— Passage fourni —

44. En ce qui concerne ce dernier point, la Cour doit d’abord veiller à ce que la législation et la pratique pertinentes apportent aux individus des garanties adéquates et effectives contre les abus (Société Colas Est et autres c. France, no 37971/97, § 48, CEDH 2002‑III, et Funke c. France, 25 février 1993, § 56, série A no 256‑A). Elle doit ensuite examiner les circonstances particulières de l’espèce afin de déterminer si, in concreto, l’ingérence litigieuse était proportionnée au but recherché. Les critères que la Cour prend en compte pour trancher cette dernière question sont notamment la gravité de l’infraction qui a motivé la perquisition et la saisie, les circonstances dans lesquelles le mandat a été émis et la façon dont il l’a été, en particulier les autres éléments de preuve qui étaient disponibles à l’époque, le contenu et l’étendue du mandat, eu égard en particulier à la nature des lieux perquisitionnés et aux garanties prises pour que la mesure n’ait pas d’effets déraisonnables, et l’étendue des répercussions possibles sur la réputation de la personne visée par la perquisition (Buck c. Allemagne, no 41604/98, § 45, CEDH 2005‑IV, et Smirnov, précité, § 44).

— Données fournies —
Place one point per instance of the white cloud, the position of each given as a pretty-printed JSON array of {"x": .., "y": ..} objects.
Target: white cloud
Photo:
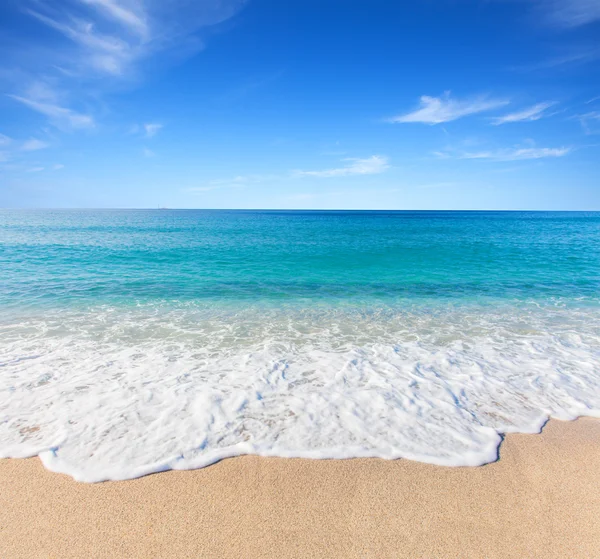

— Consigne —
Poursuivez le passage sur le contrôle par la Cour des perquisitions et des saisies, à la suite de sa dernière phrase.

— Réponse attendue —
45. S’agissant des garanties contre les abus ménagées par la législation et la pratique allemandes pour les cas de perquisition tels que celui de l’espèce, la Cour note que de telles mesures ne peuvent, sauf urgence, être ordonnées que par un juge et moyennant les conditions limitatives énoncées par le code de procédure pénale (paragraphe 26 ci-dessus). Toutefois, s’il est vrai qu’il s’agit là d’une considération extrêmement importante, le fait qu’une demande de mandat ait fait l’objet d’un contrôle juridictionnel ne sera pas forcément considéré comme constituant en soi une garantie suffisante contre les abus. La Cour doit examiner les circonstances particulières de l’espèce et évaluer si le cadre juridique et les limites appliquées aux compétences exercées constituaient une protection adéquate contre le risque d’ingérences arbitraires des autorités (Cronin c. Royaume-Uni (déc.), no 15848/03, 6 janvier 2004).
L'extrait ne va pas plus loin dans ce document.